## READING PASSAGE
Description

We continue our discussion of tree data structures with 2-3 trees, where the nodes of every tree contain data in the form of keys, as well as potential child nodes. Not only that, but it can contain MORE THAN ONE KEY. They are also the -key- to what we'll be talking about next episode, B-trees, and you won't tree-lieve how cool those are.

Show Notes

This episode of the Basecs podcast is based on Vaidehi's blog post, Busying Oneself With B-Trees from her basecs blog series.

Transcript

[00:00:02] SY: (Music) Welcome to the Base.cs Podcast where we explore the basics of computer science concepts. I’m your host Saron, Founder of CodeNewbie.

[00:00:09] VJ: And I’m Vaidehi Joshi, Author and Developer.

[00:00:11] SY: And she is the brilliant mind behind the Base.cs Blog Series. Today we’re talking about.

[00:00:15] VJ: 2–3 trees.

[00:00:17] SY: This season of the Base.cs Podcast is brought to you by Square. If you’re designing a website or building a mobile app, you’re probably going to want to take payments at some point. Square APIs allow you to easily implement their payment form on your website. And with their In-App Payments SDK, you can add it to your mobile app too. You don’t have to worry about dealing with PCI compliance because they’ll take care of that for you. Don’t let anything come between you and your money. Start building with Square over at squareup.com/go/codenewbie.

[00:00:54] SY: 2–3 trees, what are those and why are they called 2–3?

[00:00:58] VJ: Well, those are a lot of questions. Conveniently, I guess we can answer all of them.

[00:01:04] SY: You have answers. Okay. Great. Great.

[00:01:06] VJ: Well, a 2–3 tree, as the name would suggest, is a type of tree data structure. But keeping with the theme of like tree data structures that all have weird rules that we have to follow and all behave in their own little idiosyncratic ways, a 2–3 tree is kind of quirky. So we’re familiar with tree data structures, but a 2–3 tree data structure is one where the nodes of the tree contain data in the form of keys. So we have nodes that contain keys as their data and they also have child nodes.

[00:01:43] SY: Okay. There’s a lot going on.

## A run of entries
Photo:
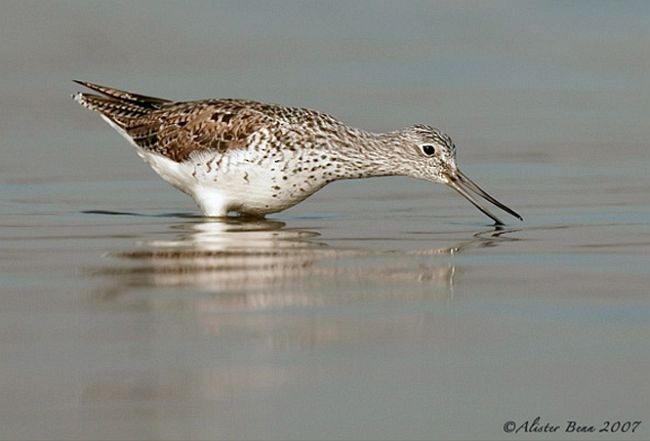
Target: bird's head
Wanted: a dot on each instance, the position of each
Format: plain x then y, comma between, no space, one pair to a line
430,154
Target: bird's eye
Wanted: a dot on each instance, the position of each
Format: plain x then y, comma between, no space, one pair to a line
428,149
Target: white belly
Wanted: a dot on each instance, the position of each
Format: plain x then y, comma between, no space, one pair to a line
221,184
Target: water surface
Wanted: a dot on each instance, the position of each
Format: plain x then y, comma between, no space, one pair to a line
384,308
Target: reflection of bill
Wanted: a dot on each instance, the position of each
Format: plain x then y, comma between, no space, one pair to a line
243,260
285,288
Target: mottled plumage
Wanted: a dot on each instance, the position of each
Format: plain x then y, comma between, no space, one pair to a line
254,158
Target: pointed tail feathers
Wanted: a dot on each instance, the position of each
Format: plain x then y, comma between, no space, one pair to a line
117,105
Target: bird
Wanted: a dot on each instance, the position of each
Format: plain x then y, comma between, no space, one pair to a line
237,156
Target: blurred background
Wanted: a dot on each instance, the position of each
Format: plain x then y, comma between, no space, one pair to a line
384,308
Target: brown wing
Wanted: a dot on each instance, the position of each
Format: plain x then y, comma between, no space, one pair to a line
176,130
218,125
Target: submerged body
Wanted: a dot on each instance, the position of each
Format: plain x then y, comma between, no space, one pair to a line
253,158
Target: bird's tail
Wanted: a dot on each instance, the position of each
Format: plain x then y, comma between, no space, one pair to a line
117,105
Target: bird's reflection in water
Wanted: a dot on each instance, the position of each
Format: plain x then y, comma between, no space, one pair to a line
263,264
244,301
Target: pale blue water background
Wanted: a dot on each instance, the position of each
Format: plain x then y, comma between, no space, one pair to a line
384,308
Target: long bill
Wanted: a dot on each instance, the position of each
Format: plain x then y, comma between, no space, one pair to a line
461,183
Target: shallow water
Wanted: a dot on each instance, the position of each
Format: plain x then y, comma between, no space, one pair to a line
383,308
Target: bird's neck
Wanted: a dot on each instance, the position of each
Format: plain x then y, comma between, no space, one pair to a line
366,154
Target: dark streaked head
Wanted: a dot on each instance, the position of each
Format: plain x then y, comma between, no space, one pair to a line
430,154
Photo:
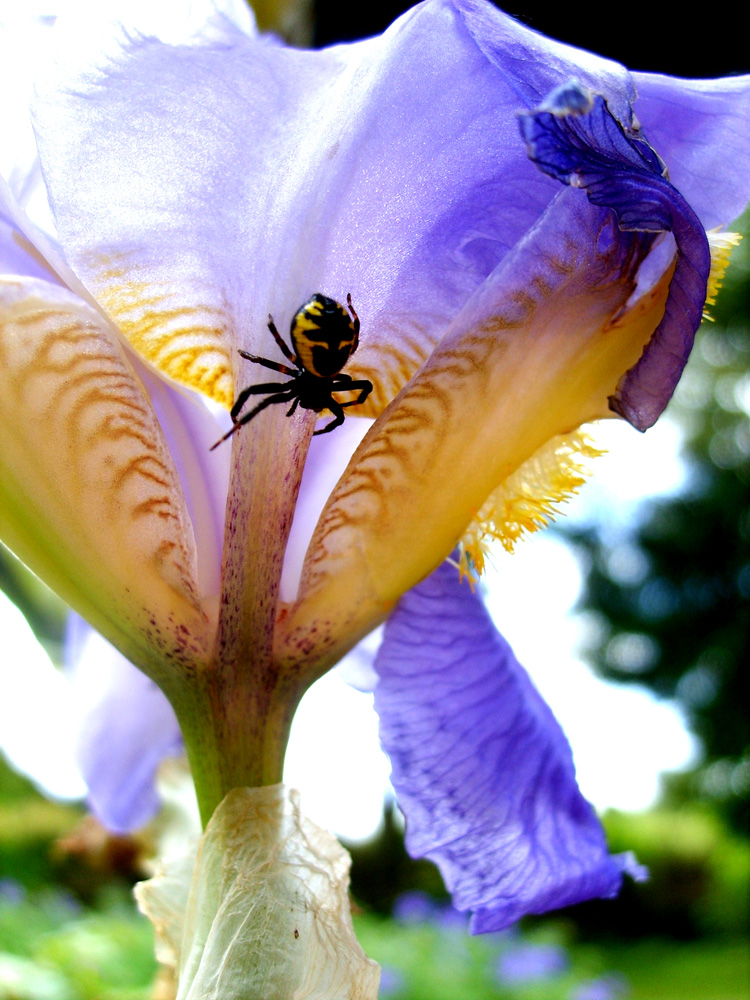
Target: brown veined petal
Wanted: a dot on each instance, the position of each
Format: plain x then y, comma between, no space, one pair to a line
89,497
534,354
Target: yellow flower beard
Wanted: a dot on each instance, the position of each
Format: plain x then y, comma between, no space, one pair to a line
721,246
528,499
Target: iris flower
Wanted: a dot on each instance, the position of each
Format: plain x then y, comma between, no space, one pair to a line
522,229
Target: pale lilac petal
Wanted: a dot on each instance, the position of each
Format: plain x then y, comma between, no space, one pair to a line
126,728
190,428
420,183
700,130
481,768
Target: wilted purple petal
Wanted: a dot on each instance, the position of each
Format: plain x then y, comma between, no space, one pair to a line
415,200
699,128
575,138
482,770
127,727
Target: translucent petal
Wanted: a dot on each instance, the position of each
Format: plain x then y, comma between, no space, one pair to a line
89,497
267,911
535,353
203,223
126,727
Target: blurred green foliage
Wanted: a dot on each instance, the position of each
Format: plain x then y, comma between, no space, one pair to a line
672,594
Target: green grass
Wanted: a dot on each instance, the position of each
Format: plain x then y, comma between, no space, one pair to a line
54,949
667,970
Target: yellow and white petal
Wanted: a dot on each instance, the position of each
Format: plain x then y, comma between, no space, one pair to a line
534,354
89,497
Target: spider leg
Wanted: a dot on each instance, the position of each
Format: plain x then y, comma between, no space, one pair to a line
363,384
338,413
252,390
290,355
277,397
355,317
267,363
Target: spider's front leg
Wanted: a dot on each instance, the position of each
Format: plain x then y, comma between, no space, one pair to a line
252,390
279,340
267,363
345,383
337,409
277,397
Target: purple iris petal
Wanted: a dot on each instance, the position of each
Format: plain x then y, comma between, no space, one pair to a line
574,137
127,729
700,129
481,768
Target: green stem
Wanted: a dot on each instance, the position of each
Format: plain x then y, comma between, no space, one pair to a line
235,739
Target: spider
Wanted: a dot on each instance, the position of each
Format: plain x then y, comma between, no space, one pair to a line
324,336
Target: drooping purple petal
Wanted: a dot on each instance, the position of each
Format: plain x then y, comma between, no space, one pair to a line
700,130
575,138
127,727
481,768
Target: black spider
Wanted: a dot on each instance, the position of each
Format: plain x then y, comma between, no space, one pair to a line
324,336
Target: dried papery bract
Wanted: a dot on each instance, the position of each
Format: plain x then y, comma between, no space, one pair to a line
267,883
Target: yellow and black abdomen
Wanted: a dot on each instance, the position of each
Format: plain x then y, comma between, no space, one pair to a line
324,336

## CHALLENGES
A. List the section headings on the 2–3 trees podcast page.
B. Gather every line of the entries that contains the word "black".
The entries have no connection to the podcast page.

## EXERCISE RESPONSES
A.
Description
Show Notes
Transcript

B.
Target: black spider
Target: yellow and black abdomen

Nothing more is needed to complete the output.